_Aim of the task_. Leaving out the images, reproduce every line of the data that follows exactly.

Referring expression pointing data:
_____
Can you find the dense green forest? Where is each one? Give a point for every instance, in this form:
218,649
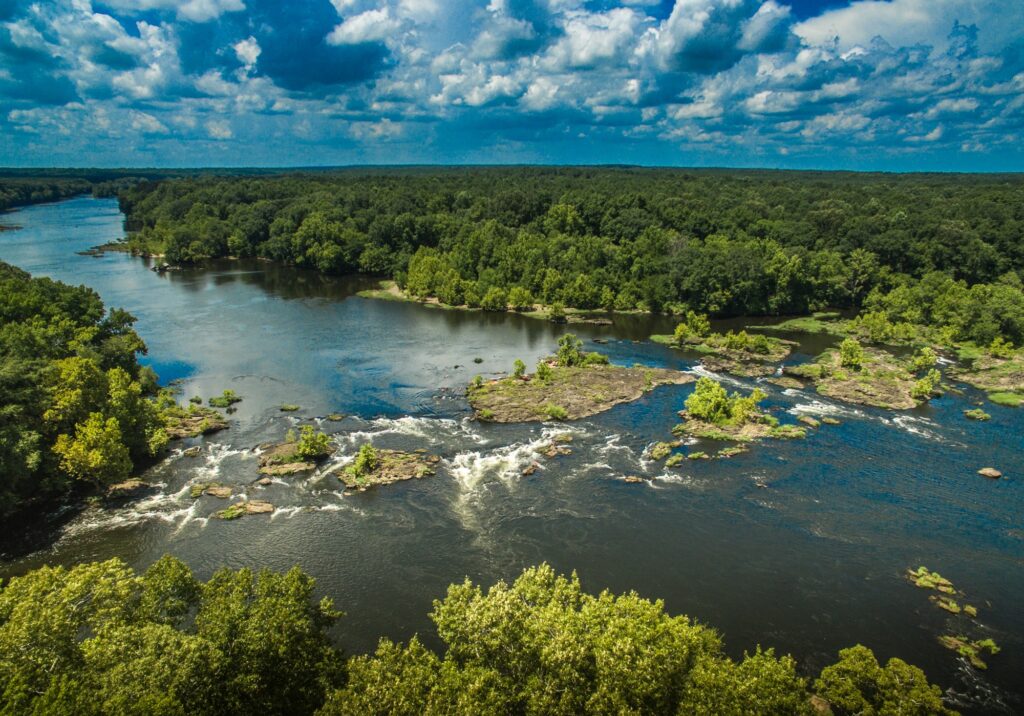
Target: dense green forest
75,407
936,249
98,638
_____
_Answer area_.
Can you find the dense green forest? Where is each one? Give a point for every instance, in this form:
218,649
Target: dense green forest
75,407
936,249
98,638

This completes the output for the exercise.